**Trecho do documento**:
■ ■ ■ ■ ■

SOBRE PICO DELLA MIRANDOLA E A
PERICULOSIDADE DOS ASTRÓLOGOS




Pico della Mirandola (1463-1494) é um dos mais eruditos personagens do quattrocento italiano. Nasceu em Florença e viveu vida breve porém agitada. De inteligência muito precoce, aos 14 anos, quando estudava Direito Canônico em Bolonha, escreveu um compêndio intitulado Decretais. Estudou grego, árabe, hebreu e caldeu para poder entender a Cabala, o Corão, os Oráculos caldeus e os diálogos de Platão, no original. Perseguido pela Inquisição por suspeita de heresia, em função de sua obra Conclusiones philosiphicae, cabalisticae et theologicae, teve de refugiar-se em Paris, onde acabou sendo detido. Libertado por Carlos VIII, voltou à Florença onde aprofundou seus estudos bíblicos, escrevendo o Heptaplo, uma análise do Gênesis. Antes de morrer, escreveu uma obra colossal, Disputationum in astrologiam libri duodecim (Disputações contra a Astrologia), na qual defende a impossibilidade de uma ciência dos astros como investigação das leis dos fenômenos celestes.

■ ■ ■ ■ ■

**Instruções das tarefas**:
1) Verta para o inglês a frase "Nasceu em Florença e viveu vida breve porém agitada.", tirada do texto sobre Pico della Mirandola.
2) Prolongue o texto sobre Pico della Mirandola a partir da última frase apresentada.
A listagem a seguir constitui um material independente do texto sobre Pico della Mirandola.

Entradas armazenadas:
■ ■ ■ ■ ■

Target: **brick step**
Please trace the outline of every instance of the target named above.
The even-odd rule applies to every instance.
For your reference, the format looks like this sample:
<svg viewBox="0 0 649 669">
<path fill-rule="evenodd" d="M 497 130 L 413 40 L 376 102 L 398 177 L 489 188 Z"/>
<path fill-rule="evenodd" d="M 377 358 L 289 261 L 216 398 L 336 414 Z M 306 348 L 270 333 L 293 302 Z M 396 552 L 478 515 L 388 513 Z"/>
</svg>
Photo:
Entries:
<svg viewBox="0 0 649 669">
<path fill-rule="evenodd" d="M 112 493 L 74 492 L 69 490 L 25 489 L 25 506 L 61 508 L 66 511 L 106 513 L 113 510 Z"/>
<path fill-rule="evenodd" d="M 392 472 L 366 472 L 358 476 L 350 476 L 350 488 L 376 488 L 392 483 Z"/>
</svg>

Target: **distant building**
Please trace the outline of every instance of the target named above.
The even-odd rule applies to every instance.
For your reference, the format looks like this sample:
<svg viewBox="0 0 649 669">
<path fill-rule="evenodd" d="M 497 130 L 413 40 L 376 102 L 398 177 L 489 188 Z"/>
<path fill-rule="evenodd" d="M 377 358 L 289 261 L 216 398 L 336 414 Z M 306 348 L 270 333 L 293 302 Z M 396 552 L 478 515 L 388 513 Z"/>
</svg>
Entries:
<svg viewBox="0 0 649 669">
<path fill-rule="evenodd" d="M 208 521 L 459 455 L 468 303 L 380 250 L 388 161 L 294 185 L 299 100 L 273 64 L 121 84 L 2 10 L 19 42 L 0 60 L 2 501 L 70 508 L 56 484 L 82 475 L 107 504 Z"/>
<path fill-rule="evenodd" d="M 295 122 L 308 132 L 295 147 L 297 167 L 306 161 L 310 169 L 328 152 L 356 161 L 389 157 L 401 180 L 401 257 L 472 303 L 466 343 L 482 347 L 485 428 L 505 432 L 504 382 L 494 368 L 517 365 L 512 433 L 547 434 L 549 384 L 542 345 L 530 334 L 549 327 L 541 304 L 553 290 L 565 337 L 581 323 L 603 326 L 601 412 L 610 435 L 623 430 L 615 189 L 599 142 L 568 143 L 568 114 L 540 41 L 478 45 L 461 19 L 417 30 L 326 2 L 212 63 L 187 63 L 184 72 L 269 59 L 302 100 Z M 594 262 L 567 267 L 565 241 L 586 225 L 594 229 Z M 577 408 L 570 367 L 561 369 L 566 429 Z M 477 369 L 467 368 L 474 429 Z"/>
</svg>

■ ■ ■ ■ ■

**Respostas numeradas**:
1) He was born in Florence and lived a brief but eventful life.

2)
Reproduzo verbete do Diccionario Literario Bompiani:

“A astrologia parte do pressuposto que o universo celeste e terreno formam um todo orgânico. Como os astros e o céu são mais sensíveis e mais fiéis, neles é onde melhor se pode conhecer os fatos humanos já acontecidos e a previsão ou causa de novos fatos. (...) Contra isto, Pico expõe uma série de argumentos. Um dos principais é o de assegurar que os filósofos sempre condenaram a astrologia, que tampouco encontra apoio na opinião corrente porque carece de coerência lógica e porque amiúde degenera em absurdos e em discussões inúteis. Além disso, a Igreja e a religião tampouco podem estar de acordo com os juízos da astrologia, razão pela qual a autoridade religiosa, além da civil, sempre a condenaram. O argumento mais forte é o predileto do autor, o da dignidade do homem, livre árbitro de seu próprio destino. Repugna pensar que o homem, ser espiritual, esteja fatalmente determinado pelos astros, que são seres materiais. Acrescenta que, embora acontecesse inevitavelmente o que se prevê interrogando os astros, seria melhor não o prever, donde se concluí que a Astrologia é uma ciência inútil. (...) Pico se apóia em São Paulo que opõe a religião à astrologia como a luz às trevas. E por fim, se o influxo dos astros é real e eficaz, por que razões dois gêmeos nascidos na mesma hora ou pelo menos concebidos no mesmo instante, têm diferente destino? Isso significa que, sem dúvida, o influxo dos céus é muito vago e indistinto e portanto não são estes a causa dos acontecimentos humanos, que dependem de muitos outros motivos particulares”.

É espantoso observar que, cinco séculos mais tarde, ainda existam malabaristas intelectuais que pretendem conciliar astrologia com filosofia e religião. Mas não era disto que pretendia falar. E sim de uma hipótese lançada pelo El País, sexta-feira passada. Segundo o jornal espanhol, della Mirandola não teria morrido de doença, mas assassinado, por ter indicado em sua obra que a astrologia era uma arte adivinhatória e não uma ciência.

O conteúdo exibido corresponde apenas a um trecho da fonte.